- EXERCISE INPUTS
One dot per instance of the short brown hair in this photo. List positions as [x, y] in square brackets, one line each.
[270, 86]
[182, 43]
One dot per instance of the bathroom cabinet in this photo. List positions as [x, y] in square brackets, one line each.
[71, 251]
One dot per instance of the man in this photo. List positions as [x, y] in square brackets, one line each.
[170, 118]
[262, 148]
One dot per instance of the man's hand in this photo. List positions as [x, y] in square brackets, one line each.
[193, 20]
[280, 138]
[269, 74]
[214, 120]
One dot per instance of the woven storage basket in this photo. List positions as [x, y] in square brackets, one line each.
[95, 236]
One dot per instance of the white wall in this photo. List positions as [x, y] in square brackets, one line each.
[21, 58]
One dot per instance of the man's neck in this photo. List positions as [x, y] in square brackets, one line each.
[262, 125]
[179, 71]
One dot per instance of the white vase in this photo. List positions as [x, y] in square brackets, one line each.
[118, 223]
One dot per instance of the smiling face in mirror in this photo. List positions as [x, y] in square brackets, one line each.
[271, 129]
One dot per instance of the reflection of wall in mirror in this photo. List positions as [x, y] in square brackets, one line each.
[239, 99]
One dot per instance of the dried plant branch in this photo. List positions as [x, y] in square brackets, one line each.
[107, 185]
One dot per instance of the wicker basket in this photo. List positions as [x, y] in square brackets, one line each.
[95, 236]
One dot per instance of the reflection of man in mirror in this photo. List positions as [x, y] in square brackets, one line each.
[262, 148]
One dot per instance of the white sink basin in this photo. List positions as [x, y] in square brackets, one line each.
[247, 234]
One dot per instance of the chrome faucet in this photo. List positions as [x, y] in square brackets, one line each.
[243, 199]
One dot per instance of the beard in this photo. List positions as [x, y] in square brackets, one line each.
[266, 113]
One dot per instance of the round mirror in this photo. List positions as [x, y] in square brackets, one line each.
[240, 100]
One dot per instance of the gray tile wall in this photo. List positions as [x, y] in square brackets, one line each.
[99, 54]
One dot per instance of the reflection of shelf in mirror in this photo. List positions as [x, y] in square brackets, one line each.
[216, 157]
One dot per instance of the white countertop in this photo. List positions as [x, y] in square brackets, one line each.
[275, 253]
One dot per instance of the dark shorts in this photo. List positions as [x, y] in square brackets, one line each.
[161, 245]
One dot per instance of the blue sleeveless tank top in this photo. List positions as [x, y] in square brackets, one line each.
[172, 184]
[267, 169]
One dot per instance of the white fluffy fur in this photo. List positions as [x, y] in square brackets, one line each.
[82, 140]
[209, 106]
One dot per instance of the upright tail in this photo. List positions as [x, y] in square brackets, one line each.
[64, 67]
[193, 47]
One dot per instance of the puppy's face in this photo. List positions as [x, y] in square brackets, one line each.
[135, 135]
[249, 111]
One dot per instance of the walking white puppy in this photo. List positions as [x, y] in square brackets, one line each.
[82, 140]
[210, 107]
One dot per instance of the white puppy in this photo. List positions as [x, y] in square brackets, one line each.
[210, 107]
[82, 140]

- BRIEF
With the line that contains "One dot per instance of the white fluffy" as your start, reproduce the data above exactly through its last line, and nothing before that start.

- FINISHED EXERCISE
One dot per instance of the white fluffy fur in this photo. List positions as [x, y] in square brackets, one line each.
[82, 140]
[209, 106]
One dot per instance of the upright tail in this photo. List positions as [x, y] in square brackets, one line each.
[64, 67]
[193, 47]
One dot per instance of the puppy's face in this photo. List positions as [x, y] in square brackets, one line each.
[135, 135]
[249, 111]
One dot per instance of the walking white puppy in this photo. List positions as [x, y] in square brackets, one line each.
[82, 140]
[210, 107]
One dot per instance of the white puppy in this photo. List positions as [x, y] in square brackets, one line each.
[210, 107]
[82, 140]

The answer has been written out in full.